Image entries on named regions:
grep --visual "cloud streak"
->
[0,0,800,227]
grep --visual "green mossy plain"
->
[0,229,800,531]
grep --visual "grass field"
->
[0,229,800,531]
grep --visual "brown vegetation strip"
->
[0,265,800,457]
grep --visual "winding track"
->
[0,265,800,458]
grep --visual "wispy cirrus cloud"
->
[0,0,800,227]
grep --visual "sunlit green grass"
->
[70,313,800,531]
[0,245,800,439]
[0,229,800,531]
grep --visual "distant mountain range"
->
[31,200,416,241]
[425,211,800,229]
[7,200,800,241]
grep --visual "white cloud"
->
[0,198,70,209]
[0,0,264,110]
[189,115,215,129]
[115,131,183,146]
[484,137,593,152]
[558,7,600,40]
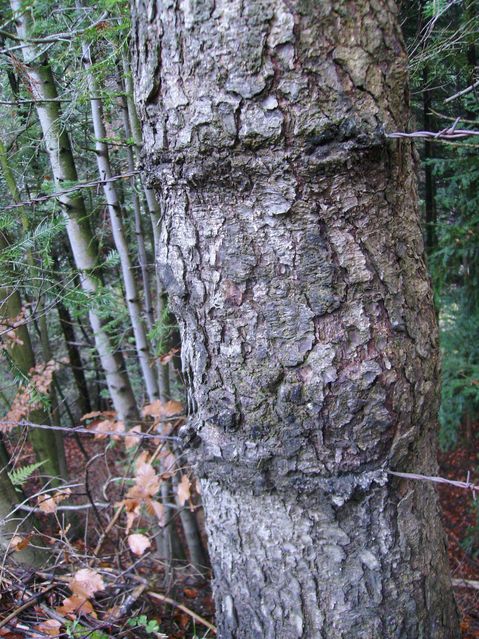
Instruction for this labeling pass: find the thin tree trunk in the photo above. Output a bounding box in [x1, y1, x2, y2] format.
[10, 0, 138, 421]
[83, 46, 159, 402]
[0, 238, 61, 482]
[423, 66, 437, 255]
[56, 301, 91, 415]
[133, 0, 459, 639]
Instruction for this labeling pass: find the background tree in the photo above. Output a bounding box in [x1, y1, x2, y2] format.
[133, 0, 458, 639]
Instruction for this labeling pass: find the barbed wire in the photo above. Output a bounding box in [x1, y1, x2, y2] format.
[0, 415, 186, 442]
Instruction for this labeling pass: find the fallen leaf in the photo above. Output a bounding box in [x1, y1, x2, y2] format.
[9, 535, 31, 552]
[87, 419, 125, 441]
[125, 425, 141, 450]
[37, 488, 72, 515]
[158, 348, 180, 366]
[146, 499, 166, 528]
[177, 475, 191, 506]
[35, 619, 62, 637]
[128, 533, 151, 556]
[127, 464, 160, 499]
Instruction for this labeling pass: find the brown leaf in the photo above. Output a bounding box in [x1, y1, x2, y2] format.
[128, 533, 151, 556]
[80, 410, 116, 422]
[70, 568, 105, 598]
[87, 419, 125, 441]
[146, 499, 166, 528]
[126, 464, 160, 499]
[37, 488, 72, 515]
[35, 619, 62, 637]
[56, 595, 95, 615]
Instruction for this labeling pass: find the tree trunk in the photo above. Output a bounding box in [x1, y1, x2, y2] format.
[82, 44, 159, 402]
[10, 0, 138, 421]
[133, 0, 458, 639]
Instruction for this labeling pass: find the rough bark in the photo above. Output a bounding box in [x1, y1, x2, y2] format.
[133, 0, 458, 639]
[0, 231, 63, 482]
[10, 0, 138, 421]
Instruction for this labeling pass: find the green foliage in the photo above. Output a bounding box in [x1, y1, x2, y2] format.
[439, 303, 479, 449]
[7, 460, 46, 487]
[65, 619, 110, 639]
[128, 615, 160, 635]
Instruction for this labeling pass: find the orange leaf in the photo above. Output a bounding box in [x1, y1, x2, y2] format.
[158, 348, 180, 366]
[35, 619, 62, 637]
[177, 475, 191, 506]
[9, 535, 32, 552]
[125, 425, 141, 450]
[57, 595, 95, 615]
[37, 488, 72, 515]
[70, 568, 105, 598]
[146, 499, 166, 527]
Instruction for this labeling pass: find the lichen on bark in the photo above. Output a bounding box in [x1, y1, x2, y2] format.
[134, 0, 464, 639]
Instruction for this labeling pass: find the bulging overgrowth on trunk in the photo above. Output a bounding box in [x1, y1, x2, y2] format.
[134, 0, 458, 639]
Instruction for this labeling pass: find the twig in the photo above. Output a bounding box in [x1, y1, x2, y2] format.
[452, 579, 479, 590]
[0, 422, 185, 442]
[386, 470, 479, 499]
[0, 171, 141, 211]
[146, 590, 216, 635]
[90, 503, 123, 565]
[386, 127, 479, 140]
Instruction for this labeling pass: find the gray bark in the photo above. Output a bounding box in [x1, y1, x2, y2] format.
[133, 0, 459, 639]
[82, 44, 159, 402]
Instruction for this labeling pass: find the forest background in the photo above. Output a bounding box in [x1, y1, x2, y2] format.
[0, 0, 479, 637]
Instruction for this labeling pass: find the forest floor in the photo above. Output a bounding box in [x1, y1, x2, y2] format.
[0, 437, 479, 639]
[439, 443, 479, 639]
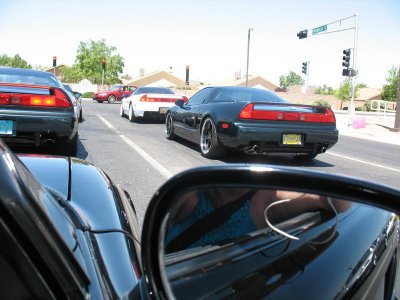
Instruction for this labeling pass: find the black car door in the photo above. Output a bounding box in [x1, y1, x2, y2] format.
[174, 88, 213, 143]
[182, 88, 214, 143]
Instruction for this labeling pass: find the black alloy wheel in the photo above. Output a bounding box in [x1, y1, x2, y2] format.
[200, 118, 227, 158]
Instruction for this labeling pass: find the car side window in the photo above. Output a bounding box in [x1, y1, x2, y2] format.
[186, 88, 213, 106]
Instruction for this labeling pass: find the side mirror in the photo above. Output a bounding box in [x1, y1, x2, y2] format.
[141, 164, 400, 299]
[175, 99, 185, 108]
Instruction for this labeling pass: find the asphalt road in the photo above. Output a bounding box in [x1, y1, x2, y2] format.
[8, 100, 400, 223]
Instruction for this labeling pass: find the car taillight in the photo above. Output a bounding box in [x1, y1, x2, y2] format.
[139, 95, 180, 102]
[239, 103, 336, 123]
[0, 88, 71, 108]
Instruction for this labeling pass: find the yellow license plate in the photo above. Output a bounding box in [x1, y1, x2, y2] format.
[159, 107, 168, 114]
[282, 133, 303, 145]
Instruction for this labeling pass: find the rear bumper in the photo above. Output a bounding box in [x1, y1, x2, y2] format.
[219, 123, 339, 154]
[0, 109, 78, 146]
[133, 102, 175, 118]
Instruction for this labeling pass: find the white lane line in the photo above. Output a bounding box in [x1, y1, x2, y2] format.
[325, 152, 400, 173]
[97, 115, 173, 179]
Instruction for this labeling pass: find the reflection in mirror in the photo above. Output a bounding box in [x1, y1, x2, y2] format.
[160, 188, 399, 299]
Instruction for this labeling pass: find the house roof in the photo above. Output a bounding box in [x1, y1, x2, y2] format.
[125, 71, 199, 90]
[356, 88, 382, 101]
[214, 75, 280, 91]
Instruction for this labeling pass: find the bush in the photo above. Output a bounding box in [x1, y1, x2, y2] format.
[81, 92, 94, 98]
[313, 99, 331, 107]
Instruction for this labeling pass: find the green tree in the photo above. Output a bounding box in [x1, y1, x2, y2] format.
[381, 66, 400, 101]
[61, 39, 124, 84]
[333, 77, 367, 109]
[0, 54, 32, 69]
[279, 71, 304, 90]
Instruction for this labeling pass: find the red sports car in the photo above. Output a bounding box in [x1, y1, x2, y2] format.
[93, 84, 136, 103]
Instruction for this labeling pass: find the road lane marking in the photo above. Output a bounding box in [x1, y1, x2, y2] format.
[97, 115, 173, 179]
[325, 152, 400, 173]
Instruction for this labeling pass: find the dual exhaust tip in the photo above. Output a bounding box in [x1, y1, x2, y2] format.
[247, 144, 327, 154]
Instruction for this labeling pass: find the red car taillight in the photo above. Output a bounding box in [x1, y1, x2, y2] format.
[0, 87, 71, 108]
[139, 95, 180, 102]
[239, 103, 336, 123]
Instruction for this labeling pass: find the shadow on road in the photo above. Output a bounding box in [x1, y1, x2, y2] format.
[8, 138, 88, 159]
[167, 138, 334, 168]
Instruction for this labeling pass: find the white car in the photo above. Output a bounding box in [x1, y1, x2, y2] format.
[120, 87, 187, 122]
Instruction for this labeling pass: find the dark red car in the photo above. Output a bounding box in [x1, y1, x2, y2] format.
[93, 84, 136, 103]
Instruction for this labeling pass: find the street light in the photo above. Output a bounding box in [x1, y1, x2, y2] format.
[246, 28, 254, 87]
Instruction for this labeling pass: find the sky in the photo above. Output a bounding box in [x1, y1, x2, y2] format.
[0, 0, 400, 88]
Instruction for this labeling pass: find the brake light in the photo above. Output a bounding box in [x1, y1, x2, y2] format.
[139, 95, 180, 102]
[239, 103, 336, 123]
[0, 87, 71, 108]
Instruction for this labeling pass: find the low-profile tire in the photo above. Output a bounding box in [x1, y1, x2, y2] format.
[107, 95, 117, 103]
[119, 104, 126, 118]
[165, 113, 176, 140]
[57, 133, 78, 156]
[200, 118, 227, 158]
[293, 153, 318, 161]
[128, 105, 137, 122]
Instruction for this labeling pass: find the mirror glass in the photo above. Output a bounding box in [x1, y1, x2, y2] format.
[159, 188, 399, 299]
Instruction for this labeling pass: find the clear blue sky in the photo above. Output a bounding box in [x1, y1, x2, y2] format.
[0, 0, 400, 87]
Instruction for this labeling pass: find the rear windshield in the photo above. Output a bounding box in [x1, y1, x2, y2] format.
[213, 87, 288, 103]
[0, 73, 62, 87]
[134, 87, 174, 95]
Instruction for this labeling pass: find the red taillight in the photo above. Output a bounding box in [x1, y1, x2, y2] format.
[139, 95, 180, 102]
[239, 103, 336, 123]
[0, 87, 71, 108]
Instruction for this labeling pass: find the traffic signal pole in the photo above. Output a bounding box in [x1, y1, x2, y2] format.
[297, 13, 359, 126]
[348, 14, 359, 120]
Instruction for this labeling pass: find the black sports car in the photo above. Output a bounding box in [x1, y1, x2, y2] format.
[0, 68, 78, 156]
[165, 87, 338, 159]
[0, 140, 400, 299]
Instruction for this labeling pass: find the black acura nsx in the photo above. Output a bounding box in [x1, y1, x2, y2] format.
[165, 87, 339, 160]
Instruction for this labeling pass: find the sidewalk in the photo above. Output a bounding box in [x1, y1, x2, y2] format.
[335, 111, 400, 146]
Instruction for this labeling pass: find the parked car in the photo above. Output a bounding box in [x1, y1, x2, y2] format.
[165, 86, 339, 160]
[64, 84, 83, 122]
[0, 140, 400, 299]
[0, 68, 78, 156]
[93, 84, 136, 103]
[120, 86, 187, 122]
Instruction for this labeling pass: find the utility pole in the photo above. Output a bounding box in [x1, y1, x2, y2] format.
[246, 28, 254, 87]
[394, 65, 400, 131]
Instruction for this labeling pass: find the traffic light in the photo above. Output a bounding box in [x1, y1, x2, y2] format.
[297, 29, 308, 40]
[301, 61, 308, 74]
[186, 66, 189, 84]
[342, 49, 351, 69]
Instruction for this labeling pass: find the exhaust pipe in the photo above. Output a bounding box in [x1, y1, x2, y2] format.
[42, 139, 54, 146]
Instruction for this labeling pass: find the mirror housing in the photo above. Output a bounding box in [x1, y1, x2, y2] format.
[175, 99, 185, 108]
[141, 164, 400, 299]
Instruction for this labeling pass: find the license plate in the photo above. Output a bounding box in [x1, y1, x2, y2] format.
[159, 107, 168, 114]
[282, 133, 303, 146]
[0, 120, 13, 134]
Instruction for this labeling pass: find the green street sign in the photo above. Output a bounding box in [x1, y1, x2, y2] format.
[313, 25, 328, 34]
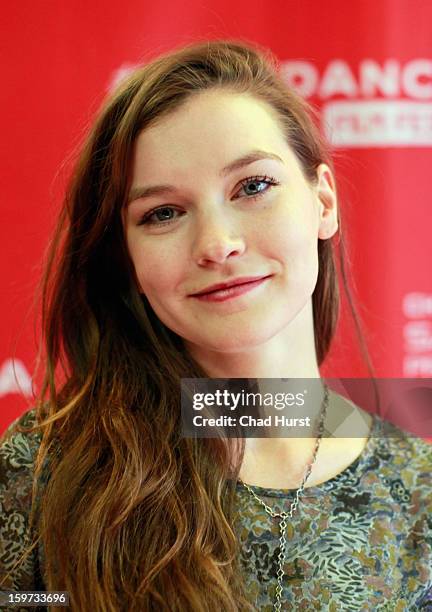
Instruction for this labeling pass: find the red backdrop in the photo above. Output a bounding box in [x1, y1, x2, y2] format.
[0, 0, 432, 430]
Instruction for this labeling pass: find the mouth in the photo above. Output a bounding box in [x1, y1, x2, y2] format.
[191, 275, 273, 302]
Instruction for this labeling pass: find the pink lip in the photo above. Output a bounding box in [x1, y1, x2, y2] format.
[191, 276, 270, 302]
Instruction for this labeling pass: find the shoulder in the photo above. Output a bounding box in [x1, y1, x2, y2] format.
[368, 417, 432, 512]
[0, 409, 40, 590]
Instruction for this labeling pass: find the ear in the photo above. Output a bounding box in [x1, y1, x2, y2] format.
[315, 164, 338, 240]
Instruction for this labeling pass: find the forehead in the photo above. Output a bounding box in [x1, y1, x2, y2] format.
[133, 90, 291, 182]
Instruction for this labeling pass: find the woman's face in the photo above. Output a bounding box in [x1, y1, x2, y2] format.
[124, 90, 337, 352]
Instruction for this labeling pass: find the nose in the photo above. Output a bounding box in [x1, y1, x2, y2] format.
[192, 209, 246, 265]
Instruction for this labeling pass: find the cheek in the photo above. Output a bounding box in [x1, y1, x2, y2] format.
[266, 198, 318, 264]
[130, 240, 183, 297]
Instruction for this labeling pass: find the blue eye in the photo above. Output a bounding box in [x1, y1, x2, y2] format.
[235, 176, 279, 198]
[138, 176, 279, 226]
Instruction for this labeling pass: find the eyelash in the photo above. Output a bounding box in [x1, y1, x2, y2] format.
[138, 175, 279, 227]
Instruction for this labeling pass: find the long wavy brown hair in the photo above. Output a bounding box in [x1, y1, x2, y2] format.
[10, 41, 374, 612]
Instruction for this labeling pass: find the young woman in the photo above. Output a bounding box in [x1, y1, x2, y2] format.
[0, 41, 432, 612]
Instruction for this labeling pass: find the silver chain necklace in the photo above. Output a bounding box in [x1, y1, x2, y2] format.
[240, 385, 329, 612]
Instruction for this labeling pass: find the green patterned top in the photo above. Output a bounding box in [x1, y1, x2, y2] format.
[0, 410, 432, 612]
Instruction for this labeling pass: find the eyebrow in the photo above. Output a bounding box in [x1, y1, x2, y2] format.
[127, 149, 284, 204]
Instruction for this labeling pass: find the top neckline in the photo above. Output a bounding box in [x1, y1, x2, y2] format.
[236, 414, 382, 497]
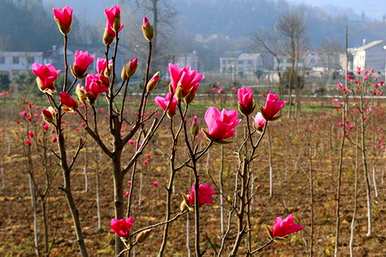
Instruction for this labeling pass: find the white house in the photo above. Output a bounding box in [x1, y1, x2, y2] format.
[0, 51, 43, 78]
[220, 57, 238, 73]
[274, 55, 304, 71]
[220, 53, 273, 76]
[348, 40, 386, 72]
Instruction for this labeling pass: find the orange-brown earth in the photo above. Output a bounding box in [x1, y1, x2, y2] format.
[0, 97, 386, 254]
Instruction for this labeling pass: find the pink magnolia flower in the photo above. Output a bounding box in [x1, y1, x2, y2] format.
[59, 92, 78, 110]
[121, 57, 138, 80]
[85, 74, 110, 103]
[42, 122, 50, 132]
[27, 130, 35, 138]
[151, 180, 160, 188]
[355, 66, 364, 75]
[32, 63, 60, 93]
[336, 81, 351, 95]
[261, 92, 285, 121]
[19, 111, 32, 122]
[123, 191, 130, 198]
[42, 106, 56, 122]
[332, 98, 343, 108]
[237, 87, 255, 115]
[23, 138, 32, 145]
[105, 5, 123, 32]
[51, 135, 58, 144]
[169, 63, 204, 102]
[186, 183, 216, 206]
[154, 93, 177, 117]
[255, 112, 267, 130]
[271, 214, 304, 238]
[72, 51, 94, 79]
[52, 6, 73, 35]
[96, 58, 107, 74]
[205, 107, 240, 141]
[110, 217, 134, 237]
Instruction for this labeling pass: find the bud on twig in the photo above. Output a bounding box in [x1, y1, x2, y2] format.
[142, 16, 154, 41]
[146, 71, 161, 93]
[121, 58, 138, 81]
[135, 229, 152, 244]
[190, 115, 200, 137]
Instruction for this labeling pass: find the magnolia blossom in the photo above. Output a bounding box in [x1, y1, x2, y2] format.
[169, 63, 204, 102]
[271, 214, 304, 238]
[205, 107, 240, 141]
[110, 217, 134, 238]
[186, 183, 216, 206]
[237, 87, 255, 115]
[72, 51, 94, 79]
[255, 112, 267, 130]
[42, 106, 56, 123]
[154, 93, 177, 117]
[59, 92, 78, 111]
[336, 81, 351, 95]
[121, 58, 138, 80]
[52, 6, 73, 35]
[19, 111, 32, 122]
[85, 74, 110, 103]
[261, 92, 285, 121]
[42, 122, 50, 132]
[32, 63, 60, 93]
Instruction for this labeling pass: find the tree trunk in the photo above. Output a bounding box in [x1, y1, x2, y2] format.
[112, 153, 125, 256]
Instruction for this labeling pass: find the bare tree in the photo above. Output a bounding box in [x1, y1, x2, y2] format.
[277, 10, 306, 117]
[320, 39, 344, 73]
[131, 0, 177, 66]
[253, 30, 284, 95]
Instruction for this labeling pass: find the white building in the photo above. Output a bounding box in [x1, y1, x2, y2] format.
[220, 57, 238, 73]
[348, 40, 386, 72]
[0, 51, 43, 79]
[220, 53, 273, 76]
[274, 55, 304, 71]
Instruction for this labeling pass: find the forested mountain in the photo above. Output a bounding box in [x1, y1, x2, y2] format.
[0, 0, 59, 51]
[0, 0, 386, 50]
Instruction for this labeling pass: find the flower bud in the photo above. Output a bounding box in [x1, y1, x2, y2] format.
[103, 28, 115, 46]
[190, 115, 200, 137]
[146, 71, 161, 93]
[174, 86, 184, 102]
[52, 6, 73, 35]
[135, 229, 152, 243]
[142, 16, 154, 41]
[59, 91, 78, 112]
[121, 58, 138, 81]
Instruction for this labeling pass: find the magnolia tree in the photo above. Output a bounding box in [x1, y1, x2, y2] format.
[32, 5, 303, 257]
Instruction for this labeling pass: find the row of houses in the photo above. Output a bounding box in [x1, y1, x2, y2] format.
[0, 46, 128, 80]
[0, 40, 386, 83]
[219, 40, 386, 78]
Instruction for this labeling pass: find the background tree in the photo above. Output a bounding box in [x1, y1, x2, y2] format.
[277, 9, 306, 117]
[130, 0, 177, 69]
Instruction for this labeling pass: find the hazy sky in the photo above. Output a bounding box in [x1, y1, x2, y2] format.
[290, 0, 386, 18]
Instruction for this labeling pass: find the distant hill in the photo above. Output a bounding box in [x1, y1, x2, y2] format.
[43, 0, 386, 47]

* Goal *
Show each line of the entries above that contains the word "blue", matching case.

* Exercise output *
Instruction for this labeling pass: find the clear blue sky in the photo above. Output a bounding box in [x1, y1, x2, y2] format.
Instruction for this labeling pass: find the blue eye in the photo above. Output a bounding box in [x1, y1, x2, y2] format.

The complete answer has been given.